Rewrite every line of the rows below as one numbered list, skipping blank lines, and leave out any pictures.

### Record excerpts

• • •

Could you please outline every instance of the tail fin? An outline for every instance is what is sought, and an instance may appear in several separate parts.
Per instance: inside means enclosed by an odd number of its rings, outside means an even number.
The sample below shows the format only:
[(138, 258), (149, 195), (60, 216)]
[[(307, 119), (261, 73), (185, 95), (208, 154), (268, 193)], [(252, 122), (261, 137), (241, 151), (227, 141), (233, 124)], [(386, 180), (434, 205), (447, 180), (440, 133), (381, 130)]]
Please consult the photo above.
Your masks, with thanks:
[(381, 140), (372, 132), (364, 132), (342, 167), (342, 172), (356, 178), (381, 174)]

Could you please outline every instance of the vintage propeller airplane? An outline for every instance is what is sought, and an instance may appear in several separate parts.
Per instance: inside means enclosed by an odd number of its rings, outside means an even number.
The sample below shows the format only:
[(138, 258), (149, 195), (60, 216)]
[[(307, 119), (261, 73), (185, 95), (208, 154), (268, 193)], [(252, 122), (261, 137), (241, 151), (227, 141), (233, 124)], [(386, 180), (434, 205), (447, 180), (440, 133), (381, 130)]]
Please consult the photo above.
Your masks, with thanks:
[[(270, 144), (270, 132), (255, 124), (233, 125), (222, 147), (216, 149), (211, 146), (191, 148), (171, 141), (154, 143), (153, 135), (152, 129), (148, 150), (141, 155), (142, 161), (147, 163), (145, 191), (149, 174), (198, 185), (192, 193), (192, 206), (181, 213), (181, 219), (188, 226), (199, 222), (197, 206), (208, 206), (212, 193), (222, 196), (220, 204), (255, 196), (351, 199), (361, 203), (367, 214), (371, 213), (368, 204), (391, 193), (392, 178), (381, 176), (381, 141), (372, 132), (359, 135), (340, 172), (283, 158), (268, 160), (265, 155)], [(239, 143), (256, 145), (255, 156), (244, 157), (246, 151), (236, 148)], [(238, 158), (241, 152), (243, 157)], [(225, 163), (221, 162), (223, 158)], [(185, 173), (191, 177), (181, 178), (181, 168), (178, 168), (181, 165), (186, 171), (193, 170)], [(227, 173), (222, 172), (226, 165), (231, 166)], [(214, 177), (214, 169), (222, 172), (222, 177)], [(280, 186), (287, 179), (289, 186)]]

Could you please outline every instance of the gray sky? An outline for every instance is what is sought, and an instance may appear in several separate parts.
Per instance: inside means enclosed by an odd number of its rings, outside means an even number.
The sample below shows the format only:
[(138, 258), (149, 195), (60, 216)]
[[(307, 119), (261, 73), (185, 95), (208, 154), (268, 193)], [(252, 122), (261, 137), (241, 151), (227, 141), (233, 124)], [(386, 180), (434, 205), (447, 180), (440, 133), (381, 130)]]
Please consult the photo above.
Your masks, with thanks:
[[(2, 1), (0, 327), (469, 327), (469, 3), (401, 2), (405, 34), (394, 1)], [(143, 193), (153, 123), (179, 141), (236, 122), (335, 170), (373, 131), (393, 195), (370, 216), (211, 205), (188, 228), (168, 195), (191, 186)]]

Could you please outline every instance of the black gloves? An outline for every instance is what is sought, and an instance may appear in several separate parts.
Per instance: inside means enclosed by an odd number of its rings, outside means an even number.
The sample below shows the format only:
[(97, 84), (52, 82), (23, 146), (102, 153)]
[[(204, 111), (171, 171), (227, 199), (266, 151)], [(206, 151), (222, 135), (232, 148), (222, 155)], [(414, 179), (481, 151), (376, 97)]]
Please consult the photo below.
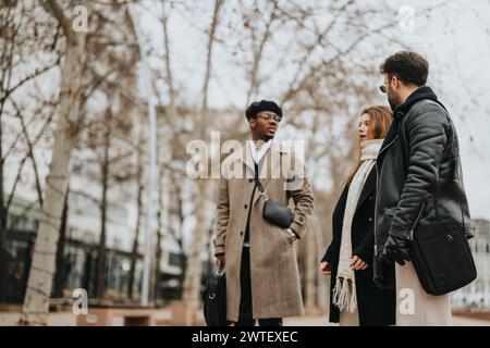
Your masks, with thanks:
[(387, 243), (384, 244), (384, 250), (381, 252), (379, 259), (387, 263), (397, 262), (401, 265), (404, 265), (405, 261), (411, 261), (408, 239), (401, 236), (389, 235)]

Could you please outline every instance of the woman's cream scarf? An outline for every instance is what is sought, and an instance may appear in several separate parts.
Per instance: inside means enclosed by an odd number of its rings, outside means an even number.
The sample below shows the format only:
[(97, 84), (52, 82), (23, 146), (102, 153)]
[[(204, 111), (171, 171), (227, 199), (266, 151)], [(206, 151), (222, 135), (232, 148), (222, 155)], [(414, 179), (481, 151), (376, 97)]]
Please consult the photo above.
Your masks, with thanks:
[[(379, 149), (383, 139), (366, 140), (360, 145), (360, 166), (354, 175), (348, 187), (347, 201), (345, 203), (344, 220), (342, 225), (342, 243), (339, 256), (339, 269), (336, 272), (335, 287), (333, 288), (333, 303), (340, 311), (355, 312), (357, 309), (357, 296), (354, 271), (352, 263), (352, 220), (357, 208), (364, 183), (376, 163)], [(369, 262), (370, 260), (363, 260)]]

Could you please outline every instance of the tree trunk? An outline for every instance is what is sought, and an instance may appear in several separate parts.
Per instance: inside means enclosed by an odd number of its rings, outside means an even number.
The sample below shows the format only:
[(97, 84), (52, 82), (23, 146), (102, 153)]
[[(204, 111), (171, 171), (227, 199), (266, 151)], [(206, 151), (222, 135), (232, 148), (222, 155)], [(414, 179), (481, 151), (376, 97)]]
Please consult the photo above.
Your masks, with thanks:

• • •

### Written response
1. Could you please outline every instance of the tail fin? An outline for every instance is what is sought, and an instance may appear in several separate parts.
2. Per instance: inside means enclosed by an odd number of its rings, outside means an even number.
3. The sample below shows the format only:
4. [(138, 258), (149, 195), (60, 216)]
5. [[(307, 119), (261, 73), (185, 95), (208, 154), (268, 193)], [(252, 122), (261, 137), (241, 151), (227, 141), (233, 124)], [(386, 180), (434, 205), (447, 180), (440, 133), (381, 130)]]
6. Please consult the photo above.
7. Your masks, with thanks:
8. [(381, 140), (372, 132), (364, 132), (342, 167), (342, 172), (356, 178), (381, 174)]
9. Could you please outline every instance of the vintage propeller airplane? An outline for every instance is what is sought, and an instance may appear in several separate parts.
10. Per instance: inside means enclosed by an odd number of its rings, outside means an even number.
11. The sample below shows the format only:
12. [(138, 258), (149, 195), (60, 216)]
13. [[(307, 119), (261, 73), (185, 95), (208, 154), (268, 193)], [(252, 122), (261, 137), (241, 151), (227, 141), (233, 124)], [(386, 180), (434, 205), (447, 180), (440, 133), (381, 130)]]
14. Please consult the photo above.
15. Your masks, with thanks:
16. [[(270, 144), (270, 132), (255, 124), (233, 125), (222, 147), (216, 149), (211, 146), (191, 148), (171, 141), (154, 143), (153, 135), (152, 129), (148, 150), (141, 155), (142, 161), (147, 163), (145, 191), (149, 174), (198, 185), (192, 193), (192, 206), (181, 213), (181, 219), (188, 226), (199, 222), (197, 206), (208, 206), (212, 193), (222, 196), (220, 204), (255, 196), (351, 199), (361, 203), (367, 214), (371, 213), (368, 204), (391, 193), (392, 178), (381, 176), (381, 141), (372, 132), (359, 135), (340, 172), (283, 158), (268, 160), (265, 155)], [(239, 143), (256, 145), (255, 156), (244, 157), (246, 151), (236, 148)], [(238, 158), (241, 152), (243, 157)], [(225, 163), (221, 162), (223, 158)], [(185, 173), (191, 177), (181, 178), (181, 168), (178, 168), (181, 165), (186, 171), (193, 170)], [(227, 173), (222, 172), (226, 165), (231, 166)], [(214, 177), (214, 169), (222, 172), (222, 177)], [(280, 186), (287, 179), (289, 186)]]
17. Could you please outline every instance of the gray sky? An outline for every instance is what is sought, and an instance may appear in several separate parts.
18. Per instance: inside means enclosed by an odd number of its rings, outside means an even number.
19. The sample below shows the format only:
20. [(138, 258), (149, 195), (60, 216)]
21. [[(307, 119), (261, 73), (185, 95), (208, 154), (268, 193)], [(252, 122), (261, 137), (241, 151), (227, 141), (233, 124)], [(386, 180), (434, 205), (447, 180), (440, 133), (381, 130)]]
22. Please consult the photo above.
23. Your masks, with thanks:
24. [[(2, 1), (0, 327), (469, 327), (469, 3), (401, 2), (405, 34), (394, 1)], [(143, 193), (153, 123), (179, 141), (236, 122), (335, 170), (373, 131), (393, 195), (370, 216), (211, 205), (188, 228), (168, 195), (191, 186)]]
25. Could you please outline every instance of the black gloves? An outline for every instance is what is sought, and an instance may appear in several separate parts.
26. Per instance: inside means enclosed by an odd number of its rings, outside means an even number.
27. The sample below shows the format only:
28. [(97, 84), (52, 82), (23, 146), (102, 153)]
29. [[(204, 111), (171, 171), (227, 199), (266, 151)], [(206, 151), (222, 135), (232, 148), (222, 155)], [(414, 179), (481, 151), (376, 97)]]
30. Please consult the photo below.
31. Your masks, with thanks:
32. [(387, 243), (384, 244), (384, 250), (381, 252), (379, 259), (387, 263), (397, 262), (401, 265), (404, 265), (405, 261), (411, 261), (408, 239), (401, 236), (389, 235)]
33. Could you please outline every instance of the woman's cream scarf? An outline for every instance is what is sought, and an instance may appear in several separate parts.
34. Per instance: inside means enclosed by an odd number of its rings, outside means an even number.
35. The sample below shows the format only:
36. [(97, 84), (52, 82), (23, 146), (102, 153)]
37. [[(204, 111), (171, 171), (227, 199), (266, 151)], [(206, 151), (222, 135), (232, 148), (222, 155)], [(414, 179), (481, 151), (376, 97)]]
38. Please consult the photo above.
39. Your masks, with thanks:
40. [[(379, 149), (383, 139), (366, 140), (360, 145), (360, 166), (354, 175), (348, 187), (347, 201), (345, 203), (344, 220), (342, 225), (342, 243), (339, 256), (339, 269), (336, 272), (335, 287), (333, 288), (333, 303), (340, 311), (355, 312), (357, 309), (357, 296), (354, 271), (352, 263), (352, 220), (357, 208), (364, 183), (376, 163)], [(369, 262), (370, 260), (363, 260)]]
41. Could you please outline every instance of the tree trunk? An outline for every instance is what is sought, and an instance may appear in several separate parts.
42. Per instance: inside means enclosed by an odd number of its rings, outside means an even number.
43. The sample below shows the format only:
44. [(97, 84), (52, 82), (23, 146), (102, 153)]
45. [[(204, 111), (171, 171), (227, 199), (266, 151)], [(206, 151), (222, 135), (232, 148), (222, 155)], [(414, 179), (481, 151), (376, 97)]]
46. Please consult the photo above.
47. Your masks, with thanks:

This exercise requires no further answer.